[Given records]
────────────────────

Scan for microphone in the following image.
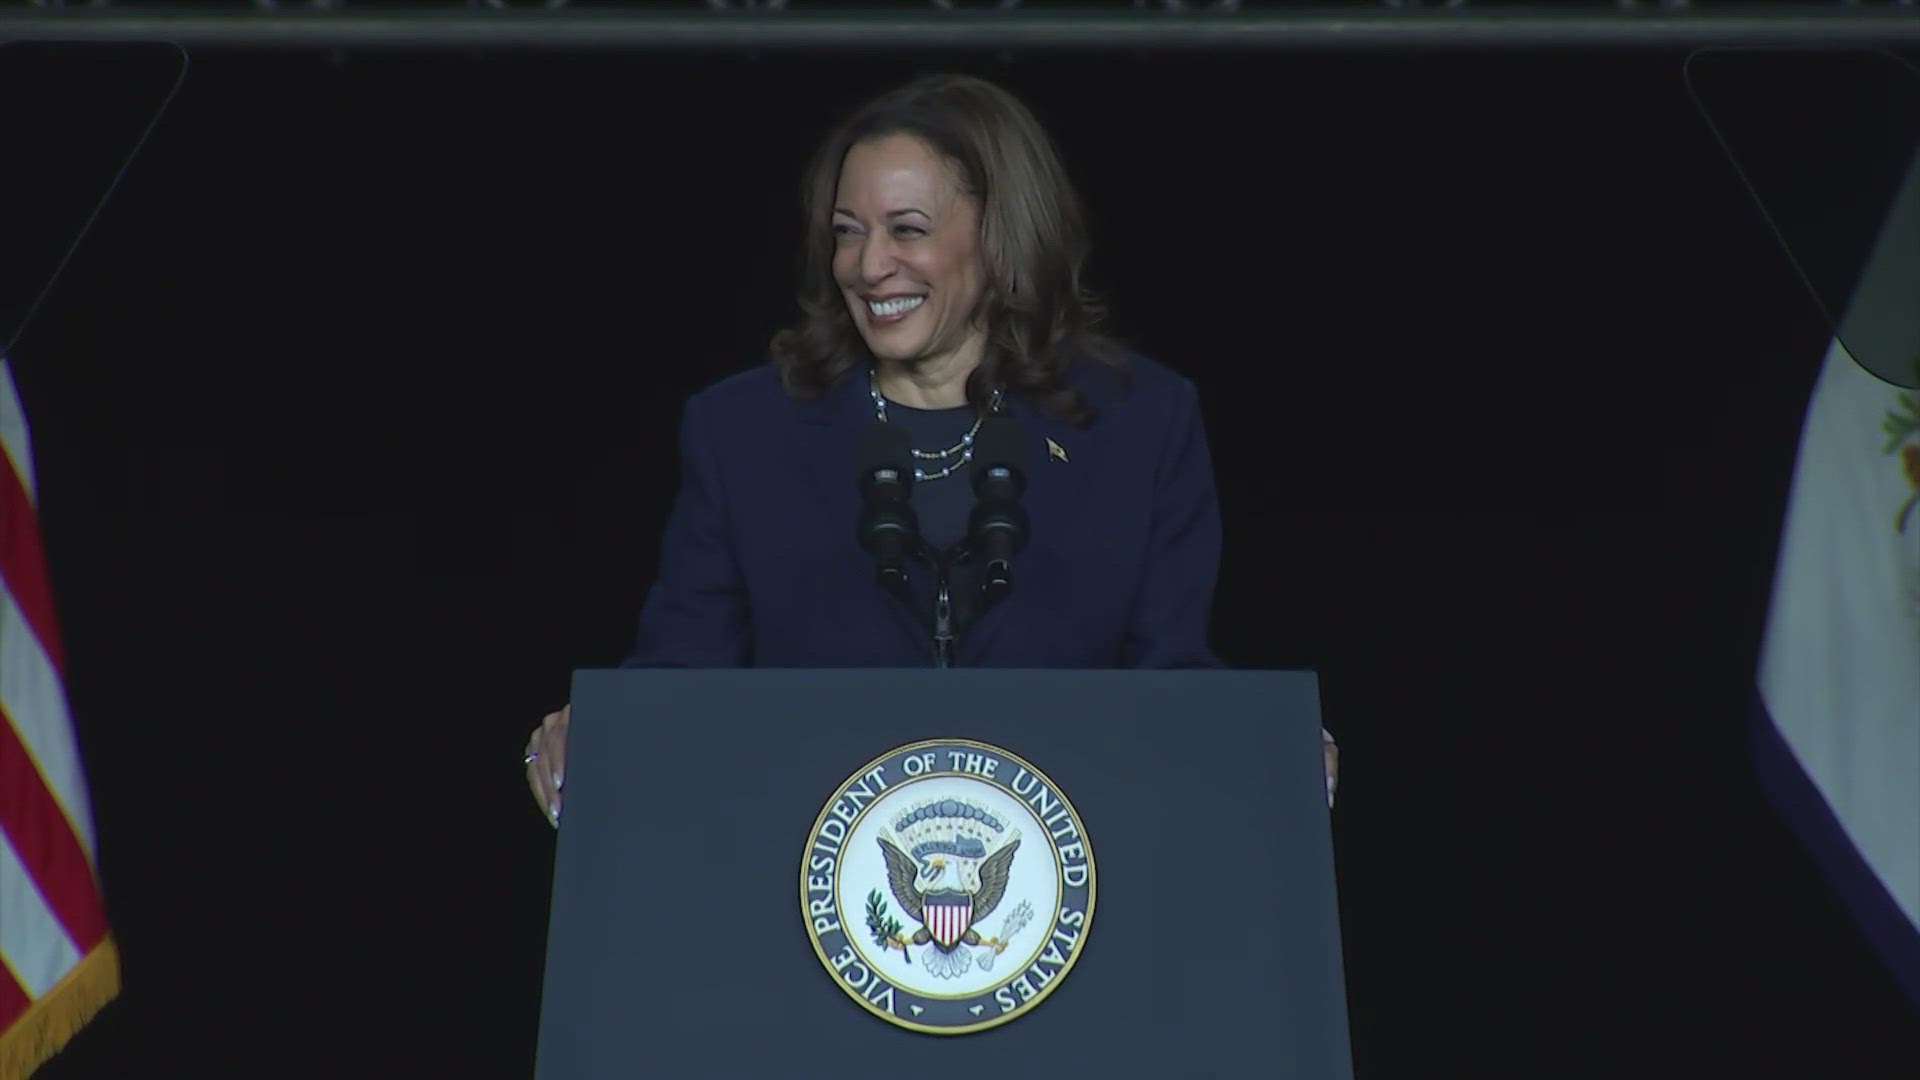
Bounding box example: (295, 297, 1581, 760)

────────────────────

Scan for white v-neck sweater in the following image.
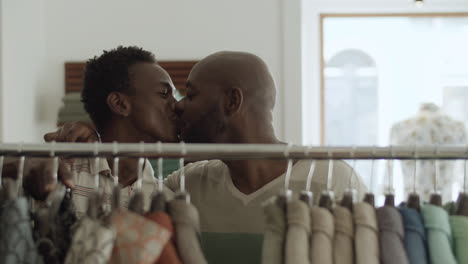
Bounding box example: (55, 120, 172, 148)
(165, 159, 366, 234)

────────────────────

Determine how many lines above have the string "following" and output nothing besides the count.

2